Directions: Can you repeat every one of the lines below word for word, leaving out any pictures?

#### Input rows

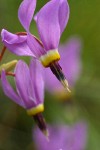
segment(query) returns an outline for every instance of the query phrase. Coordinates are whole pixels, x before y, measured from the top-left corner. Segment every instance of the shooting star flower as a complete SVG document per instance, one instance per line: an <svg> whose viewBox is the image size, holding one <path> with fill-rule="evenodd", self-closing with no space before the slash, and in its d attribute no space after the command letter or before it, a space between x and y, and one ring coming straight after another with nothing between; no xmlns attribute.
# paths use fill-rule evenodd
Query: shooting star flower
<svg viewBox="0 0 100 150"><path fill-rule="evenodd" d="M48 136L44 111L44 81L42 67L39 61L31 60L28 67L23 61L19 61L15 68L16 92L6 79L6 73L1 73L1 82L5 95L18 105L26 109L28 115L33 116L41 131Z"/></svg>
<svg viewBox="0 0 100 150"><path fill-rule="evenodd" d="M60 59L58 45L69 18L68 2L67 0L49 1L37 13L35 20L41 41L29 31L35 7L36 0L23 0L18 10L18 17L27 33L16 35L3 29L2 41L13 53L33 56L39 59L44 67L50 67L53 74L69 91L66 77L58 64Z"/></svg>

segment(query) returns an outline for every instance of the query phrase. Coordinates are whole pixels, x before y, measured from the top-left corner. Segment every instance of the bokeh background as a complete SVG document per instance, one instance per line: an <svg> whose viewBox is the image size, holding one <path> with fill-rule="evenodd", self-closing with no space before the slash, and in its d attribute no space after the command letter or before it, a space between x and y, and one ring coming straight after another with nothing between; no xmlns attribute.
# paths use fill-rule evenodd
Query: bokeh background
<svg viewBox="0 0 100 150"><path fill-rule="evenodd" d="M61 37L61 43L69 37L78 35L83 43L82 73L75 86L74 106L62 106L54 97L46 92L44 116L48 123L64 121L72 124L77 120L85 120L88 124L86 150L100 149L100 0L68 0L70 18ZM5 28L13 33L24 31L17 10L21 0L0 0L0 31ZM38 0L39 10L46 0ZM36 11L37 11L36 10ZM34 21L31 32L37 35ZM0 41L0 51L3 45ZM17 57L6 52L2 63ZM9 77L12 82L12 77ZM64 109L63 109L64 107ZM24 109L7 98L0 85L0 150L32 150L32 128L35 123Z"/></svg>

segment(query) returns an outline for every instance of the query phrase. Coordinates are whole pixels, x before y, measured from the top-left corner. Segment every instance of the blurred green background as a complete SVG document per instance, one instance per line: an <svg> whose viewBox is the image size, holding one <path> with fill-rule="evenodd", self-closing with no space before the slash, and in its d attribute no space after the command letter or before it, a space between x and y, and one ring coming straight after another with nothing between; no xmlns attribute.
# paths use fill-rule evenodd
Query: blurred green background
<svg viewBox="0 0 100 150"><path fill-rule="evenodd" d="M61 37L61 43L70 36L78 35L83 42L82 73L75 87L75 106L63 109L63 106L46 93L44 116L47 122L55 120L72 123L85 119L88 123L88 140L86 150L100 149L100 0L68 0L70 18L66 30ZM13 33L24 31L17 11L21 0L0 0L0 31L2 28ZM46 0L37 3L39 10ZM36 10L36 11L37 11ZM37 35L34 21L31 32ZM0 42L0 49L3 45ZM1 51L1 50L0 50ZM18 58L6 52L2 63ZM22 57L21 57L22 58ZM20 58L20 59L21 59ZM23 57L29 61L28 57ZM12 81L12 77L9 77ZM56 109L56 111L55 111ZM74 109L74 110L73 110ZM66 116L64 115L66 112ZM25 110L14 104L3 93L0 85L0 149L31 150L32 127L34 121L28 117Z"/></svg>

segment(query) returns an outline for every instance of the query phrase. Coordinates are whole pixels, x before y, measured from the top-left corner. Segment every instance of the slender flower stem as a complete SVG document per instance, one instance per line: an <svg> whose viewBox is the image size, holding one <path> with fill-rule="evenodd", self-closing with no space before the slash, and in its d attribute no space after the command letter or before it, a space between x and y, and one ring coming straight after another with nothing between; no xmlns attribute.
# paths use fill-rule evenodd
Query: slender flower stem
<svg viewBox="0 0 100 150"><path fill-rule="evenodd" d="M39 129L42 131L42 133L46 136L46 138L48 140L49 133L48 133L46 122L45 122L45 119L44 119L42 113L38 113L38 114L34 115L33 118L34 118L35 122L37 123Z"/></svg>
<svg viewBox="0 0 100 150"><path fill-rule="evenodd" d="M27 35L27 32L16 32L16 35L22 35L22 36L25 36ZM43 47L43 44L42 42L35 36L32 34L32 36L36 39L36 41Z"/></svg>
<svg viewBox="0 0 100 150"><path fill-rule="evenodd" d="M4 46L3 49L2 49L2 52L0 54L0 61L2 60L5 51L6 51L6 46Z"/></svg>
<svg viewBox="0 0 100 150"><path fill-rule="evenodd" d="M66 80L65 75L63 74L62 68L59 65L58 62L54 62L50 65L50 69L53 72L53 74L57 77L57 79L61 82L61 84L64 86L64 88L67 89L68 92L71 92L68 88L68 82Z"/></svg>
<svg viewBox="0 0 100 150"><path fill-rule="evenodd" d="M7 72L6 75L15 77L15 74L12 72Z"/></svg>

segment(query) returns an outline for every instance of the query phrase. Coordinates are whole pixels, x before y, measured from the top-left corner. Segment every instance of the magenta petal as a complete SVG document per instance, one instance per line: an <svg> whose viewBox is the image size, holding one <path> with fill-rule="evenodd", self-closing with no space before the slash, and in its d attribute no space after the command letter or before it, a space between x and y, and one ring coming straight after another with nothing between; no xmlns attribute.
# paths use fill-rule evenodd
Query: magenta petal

########

Output of the task:
segment(query) returns an outline for every instance of the query phrase. Coordinates are whole pixels, x before y, measured from the top-left corner. Segment every instance of the shooting star flower as a complete SVG document per instance, one instance per line: an <svg> whose viewBox is the image size, holding one <path> with fill-rule="evenodd", self-closing with no space before the slash, and in its d attribute no space after the command letter or before it, a space between x and y, and one ring coming straight after another with nothing between; no xmlns attribute.
# paths use fill-rule evenodd
Query: shooting star flower
<svg viewBox="0 0 100 150"><path fill-rule="evenodd" d="M48 136L44 111L44 81L42 67L39 61L31 60L28 67L23 61L19 61L15 68L16 92L6 79L6 73L1 73L1 82L5 95L18 105L26 109L28 115L33 116L41 131Z"/></svg>
<svg viewBox="0 0 100 150"><path fill-rule="evenodd" d="M60 59L58 45L69 18L68 2L67 0L49 1L37 13L35 20L41 41L29 31L35 7L36 0L23 0L18 10L18 17L27 33L16 35L3 29L2 41L13 53L33 56L39 59L44 67L50 67L53 74L69 91L66 77L58 64Z"/></svg>

segment(query) returns an outline for every instance of the query phrase. Coordinates are whole pixels, x before y, measured from the top-left corner. Segment every instance of the bokeh background as a complete SVG document per instance, one instance per line: an <svg> whose viewBox is the image size, holding one <path> with fill-rule="evenodd", self-closing with no space before the slash, and in its d attribute no space after the command letter or before it, a space between x and y, and one ring coming straight after another with nothing between; no xmlns attribute.
# paths use fill-rule evenodd
Query: bokeh background
<svg viewBox="0 0 100 150"><path fill-rule="evenodd" d="M61 37L61 43L69 37L78 35L83 43L82 73L75 86L74 106L62 106L54 97L46 92L44 116L48 123L64 121L72 124L77 120L85 120L88 124L86 150L100 149L100 0L68 0L70 18ZM5 28L13 33L24 31L17 10L21 0L0 0L0 31ZM38 0L39 10L46 0ZM36 11L37 11L36 10ZM34 21L31 32L37 35ZM0 41L0 51L3 45ZM17 57L6 52L2 63ZM9 77L12 82L12 77ZM64 109L63 109L64 107ZM24 109L7 98L0 85L0 150L32 150L32 128L35 123Z"/></svg>

segment(query) returns an outline for every instance of the query phrase. Coordinates are whole pixels, x before y, measured from the top-left corner. Segment every instance of the blurred green background as a complete SVG document per instance, one instance per line: an <svg> whose viewBox is the image size, holding one <path> with fill-rule="evenodd", self-closing with no space before the slash, and in its d attribute no space after the command letter or before it, a space between x and y, and one ring coming straight after another with nothing between; no xmlns attribute.
# paths use fill-rule evenodd
Query: blurred green background
<svg viewBox="0 0 100 150"><path fill-rule="evenodd" d="M61 37L61 43L70 36L78 35L83 42L82 73L75 87L75 106L63 109L63 106L46 93L44 116L47 122L55 120L72 123L85 119L88 123L88 140L86 150L100 149L100 0L68 0L70 18L66 30ZM13 33L24 31L17 11L21 0L0 0L0 31L2 28ZM46 0L37 3L39 10ZM36 10L36 11L37 11ZM37 35L34 21L31 32ZM0 42L0 49L3 45ZM1 51L1 50L0 50ZM18 58L6 52L2 63ZM22 57L21 57L22 58ZM20 58L20 59L21 59ZM23 57L29 61L28 57ZM12 81L12 77L9 77ZM56 109L56 111L55 111ZM74 109L74 110L73 110ZM66 116L64 115L66 112ZM25 110L14 104L3 93L0 85L0 149L31 150L32 127L34 121L28 117Z"/></svg>

segment(query) returns an outline for every instance of the query phrase. Coordinates are whole pixels, x before y, measured from the top-left corner. Segment every instance of the slender flower stem as a complete SVG document per instance, one instance per line: an <svg> whose viewBox is the image size, holding one <path> with fill-rule="evenodd", self-closing with no space before the slash, and in its d attribute no space after the command letter or before it, a space between x and y, and one ring coming straight after another with nothing between; no xmlns attribute.
# paths use fill-rule evenodd
Query: slender flower stem
<svg viewBox="0 0 100 150"><path fill-rule="evenodd" d="M39 129L42 131L42 133L46 136L46 138L48 140L49 133L48 133L46 122L45 122L45 119L44 119L42 113L38 113L38 114L34 115L33 118L34 118L35 122L37 123Z"/></svg>
<svg viewBox="0 0 100 150"><path fill-rule="evenodd" d="M27 35L27 32L16 32L16 35L22 35L22 36L25 36ZM43 47L43 44L42 42L35 36L32 34L32 36L36 39L36 41Z"/></svg>
<svg viewBox="0 0 100 150"><path fill-rule="evenodd" d="M4 46L3 49L2 49L2 52L0 54L0 61L2 60L5 51L6 51L6 46Z"/></svg>
<svg viewBox="0 0 100 150"><path fill-rule="evenodd" d="M66 80L65 75L63 74L62 68L59 65L58 62L54 62L50 65L50 69L53 72L53 74L57 77L57 79L61 82L61 84L64 86L64 88L67 89L68 92L71 92L68 88L68 82Z"/></svg>
<svg viewBox="0 0 100 150"><path fill-rule="evenodd" d="M7 72L6 75L15 77L15 74L12 72Z"/></svg>

segment(query) returns an outline for every instance of the query phrase. Coordinates are whole pixels, x before y, measured from the top-left corner. Segment every instance of the magenta petal as a complete SVG document per instance, one instance per line: an <svg> whose viewBox is the image size, holding one <path> with fill-rule="evenodd", self-closing with no space before the slash, and in its d attribute no space after the command letter or before it, a space between x and y, and one ring coming straight after another with nothing between; no xmlns attribute.
# paths use fill-rule evenodd
Query: magenta petal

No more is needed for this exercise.